Content starts
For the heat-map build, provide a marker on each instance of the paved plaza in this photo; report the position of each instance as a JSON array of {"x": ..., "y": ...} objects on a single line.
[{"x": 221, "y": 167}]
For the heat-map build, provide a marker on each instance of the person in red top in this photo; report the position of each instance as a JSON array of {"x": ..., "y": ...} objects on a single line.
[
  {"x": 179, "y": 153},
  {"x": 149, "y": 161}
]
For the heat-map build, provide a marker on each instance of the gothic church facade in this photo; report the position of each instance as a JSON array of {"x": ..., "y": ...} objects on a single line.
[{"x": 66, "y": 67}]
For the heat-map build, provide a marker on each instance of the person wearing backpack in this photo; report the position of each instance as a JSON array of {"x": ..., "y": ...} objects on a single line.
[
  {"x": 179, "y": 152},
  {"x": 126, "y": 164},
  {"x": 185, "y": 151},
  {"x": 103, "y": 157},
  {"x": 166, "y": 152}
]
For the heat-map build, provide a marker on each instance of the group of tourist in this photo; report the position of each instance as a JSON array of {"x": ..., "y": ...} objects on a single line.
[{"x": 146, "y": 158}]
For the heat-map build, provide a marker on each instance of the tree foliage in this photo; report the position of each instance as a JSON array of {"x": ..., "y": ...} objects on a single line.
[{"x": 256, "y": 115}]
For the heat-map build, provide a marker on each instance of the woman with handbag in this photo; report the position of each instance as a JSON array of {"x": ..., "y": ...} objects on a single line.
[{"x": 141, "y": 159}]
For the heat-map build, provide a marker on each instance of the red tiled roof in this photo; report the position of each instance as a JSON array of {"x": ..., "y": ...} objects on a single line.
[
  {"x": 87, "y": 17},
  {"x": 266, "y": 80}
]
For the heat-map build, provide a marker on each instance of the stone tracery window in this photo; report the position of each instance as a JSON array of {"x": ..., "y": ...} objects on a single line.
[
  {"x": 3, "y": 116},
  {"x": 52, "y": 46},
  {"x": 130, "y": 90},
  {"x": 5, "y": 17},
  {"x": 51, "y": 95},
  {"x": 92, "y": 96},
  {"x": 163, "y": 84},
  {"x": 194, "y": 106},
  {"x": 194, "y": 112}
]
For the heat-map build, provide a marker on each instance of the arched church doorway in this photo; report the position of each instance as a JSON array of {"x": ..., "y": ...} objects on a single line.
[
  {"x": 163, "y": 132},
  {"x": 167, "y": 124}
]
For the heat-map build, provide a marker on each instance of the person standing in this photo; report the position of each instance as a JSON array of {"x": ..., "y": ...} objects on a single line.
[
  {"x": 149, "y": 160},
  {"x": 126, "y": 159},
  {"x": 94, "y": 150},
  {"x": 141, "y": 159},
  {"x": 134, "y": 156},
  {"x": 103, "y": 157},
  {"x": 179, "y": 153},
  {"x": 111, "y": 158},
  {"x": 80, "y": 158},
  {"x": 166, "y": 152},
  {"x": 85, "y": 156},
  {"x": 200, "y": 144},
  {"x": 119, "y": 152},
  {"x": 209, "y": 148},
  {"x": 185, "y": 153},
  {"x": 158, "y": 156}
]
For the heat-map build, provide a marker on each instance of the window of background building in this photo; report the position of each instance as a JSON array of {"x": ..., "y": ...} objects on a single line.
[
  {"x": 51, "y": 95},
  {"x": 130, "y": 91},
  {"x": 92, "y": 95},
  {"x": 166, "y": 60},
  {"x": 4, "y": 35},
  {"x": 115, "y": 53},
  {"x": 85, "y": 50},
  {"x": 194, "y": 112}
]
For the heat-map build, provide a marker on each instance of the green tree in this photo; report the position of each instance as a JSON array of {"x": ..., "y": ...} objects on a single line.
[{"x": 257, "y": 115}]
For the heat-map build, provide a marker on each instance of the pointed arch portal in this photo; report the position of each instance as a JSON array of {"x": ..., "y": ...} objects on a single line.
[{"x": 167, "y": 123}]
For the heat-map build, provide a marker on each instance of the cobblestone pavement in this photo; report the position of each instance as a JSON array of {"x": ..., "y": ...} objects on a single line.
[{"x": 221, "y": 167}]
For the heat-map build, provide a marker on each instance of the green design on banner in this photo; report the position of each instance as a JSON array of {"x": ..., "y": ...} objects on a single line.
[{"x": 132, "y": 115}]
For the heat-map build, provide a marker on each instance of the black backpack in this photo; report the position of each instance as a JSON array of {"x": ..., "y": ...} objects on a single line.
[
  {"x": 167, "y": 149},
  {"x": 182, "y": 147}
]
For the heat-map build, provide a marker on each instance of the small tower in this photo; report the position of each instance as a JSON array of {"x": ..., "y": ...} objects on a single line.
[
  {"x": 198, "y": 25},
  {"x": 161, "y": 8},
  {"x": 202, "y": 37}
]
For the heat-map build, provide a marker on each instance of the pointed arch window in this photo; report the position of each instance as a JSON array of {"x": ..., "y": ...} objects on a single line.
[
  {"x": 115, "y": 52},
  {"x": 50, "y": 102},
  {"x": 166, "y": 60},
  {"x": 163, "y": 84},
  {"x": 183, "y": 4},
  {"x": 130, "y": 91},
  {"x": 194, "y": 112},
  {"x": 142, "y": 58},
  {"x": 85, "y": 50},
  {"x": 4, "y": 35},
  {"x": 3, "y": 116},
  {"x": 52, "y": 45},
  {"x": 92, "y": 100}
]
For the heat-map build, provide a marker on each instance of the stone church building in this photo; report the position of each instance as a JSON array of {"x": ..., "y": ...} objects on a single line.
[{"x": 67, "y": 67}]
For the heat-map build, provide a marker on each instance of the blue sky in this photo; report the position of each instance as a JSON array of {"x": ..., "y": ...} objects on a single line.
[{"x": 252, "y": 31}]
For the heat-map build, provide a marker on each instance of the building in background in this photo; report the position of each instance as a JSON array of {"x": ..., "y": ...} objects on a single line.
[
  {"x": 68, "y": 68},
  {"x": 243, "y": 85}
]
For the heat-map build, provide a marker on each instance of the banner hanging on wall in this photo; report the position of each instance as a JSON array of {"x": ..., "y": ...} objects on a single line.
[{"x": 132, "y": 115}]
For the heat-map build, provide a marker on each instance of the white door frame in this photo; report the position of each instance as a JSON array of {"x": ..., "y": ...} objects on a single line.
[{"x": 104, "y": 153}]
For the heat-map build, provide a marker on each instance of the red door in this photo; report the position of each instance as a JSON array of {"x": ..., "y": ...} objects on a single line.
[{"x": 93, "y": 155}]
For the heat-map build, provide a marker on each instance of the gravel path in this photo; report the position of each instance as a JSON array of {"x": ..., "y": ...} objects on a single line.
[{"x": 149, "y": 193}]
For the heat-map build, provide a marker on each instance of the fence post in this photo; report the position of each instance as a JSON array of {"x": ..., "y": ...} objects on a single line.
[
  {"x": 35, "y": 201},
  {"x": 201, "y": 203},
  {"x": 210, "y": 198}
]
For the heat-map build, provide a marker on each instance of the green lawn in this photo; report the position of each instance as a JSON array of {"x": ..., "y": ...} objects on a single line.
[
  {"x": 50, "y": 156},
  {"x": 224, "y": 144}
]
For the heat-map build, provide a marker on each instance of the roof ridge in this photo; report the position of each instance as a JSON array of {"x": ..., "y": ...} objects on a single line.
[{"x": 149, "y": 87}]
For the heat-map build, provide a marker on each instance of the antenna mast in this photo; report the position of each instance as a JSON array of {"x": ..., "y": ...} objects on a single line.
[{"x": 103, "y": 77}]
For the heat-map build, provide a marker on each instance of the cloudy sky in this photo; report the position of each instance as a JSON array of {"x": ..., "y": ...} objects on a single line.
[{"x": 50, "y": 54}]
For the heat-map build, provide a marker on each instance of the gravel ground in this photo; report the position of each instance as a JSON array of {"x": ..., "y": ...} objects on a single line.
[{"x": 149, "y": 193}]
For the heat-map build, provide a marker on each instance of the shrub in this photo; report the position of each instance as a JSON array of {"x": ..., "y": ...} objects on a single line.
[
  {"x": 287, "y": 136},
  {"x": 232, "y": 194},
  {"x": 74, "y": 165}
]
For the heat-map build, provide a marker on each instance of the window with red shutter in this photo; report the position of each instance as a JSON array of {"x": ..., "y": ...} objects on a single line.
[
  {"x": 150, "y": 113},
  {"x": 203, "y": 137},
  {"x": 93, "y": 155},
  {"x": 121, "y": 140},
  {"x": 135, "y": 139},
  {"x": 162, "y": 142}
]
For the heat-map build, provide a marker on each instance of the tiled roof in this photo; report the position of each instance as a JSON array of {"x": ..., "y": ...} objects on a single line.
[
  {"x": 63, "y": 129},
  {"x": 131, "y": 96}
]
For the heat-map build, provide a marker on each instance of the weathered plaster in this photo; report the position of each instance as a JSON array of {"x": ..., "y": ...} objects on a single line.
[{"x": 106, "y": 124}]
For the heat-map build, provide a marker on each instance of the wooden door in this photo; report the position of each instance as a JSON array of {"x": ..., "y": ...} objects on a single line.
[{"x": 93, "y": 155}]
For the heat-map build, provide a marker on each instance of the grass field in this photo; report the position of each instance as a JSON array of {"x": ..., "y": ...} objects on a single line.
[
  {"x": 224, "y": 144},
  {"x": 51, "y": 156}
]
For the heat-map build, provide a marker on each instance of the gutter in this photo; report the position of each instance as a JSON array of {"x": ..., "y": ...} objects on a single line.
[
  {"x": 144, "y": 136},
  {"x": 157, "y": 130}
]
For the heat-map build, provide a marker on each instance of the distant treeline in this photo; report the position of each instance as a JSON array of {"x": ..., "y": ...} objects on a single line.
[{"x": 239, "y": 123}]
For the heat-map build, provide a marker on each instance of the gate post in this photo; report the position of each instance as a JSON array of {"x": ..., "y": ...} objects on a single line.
Content ends
## TASK
Only one thing belongs in the reply: the exact lines of the listing above, from the one with "of the grass" through its last line.

## SOLUTION BELOW
For the heat-map build, provide a marker on each instance of the grass field in this photo; report the position of each instance as a JSON array of {"x": ..., "y": ...} objects on a single line.
[
  {"x": 224, "y": 144},
  {"x": 51, "y": 156}
]
For the heat-map build, provide a marker on each instance of the gutter in this photo; report the position of each instance as a JSON array of {"x": ..., "y": ...} objects on a single line.
[
  {"x": 144, "y": 136},
  {"x": 157, "y": 130}
]
For the heat-map build, provide a marker on each instance of the distant treeline in this photo; report the position of each instance as a JSON array of {"x": ..., "y": ...} objects on a single line.
[{"x": 239, "y": 123}]
For the heat-map build, provide a marker on each instance of the gate post in this photo; report the position of each instance as a JSON array of {"x": ..., "y": ...} objects on a single line.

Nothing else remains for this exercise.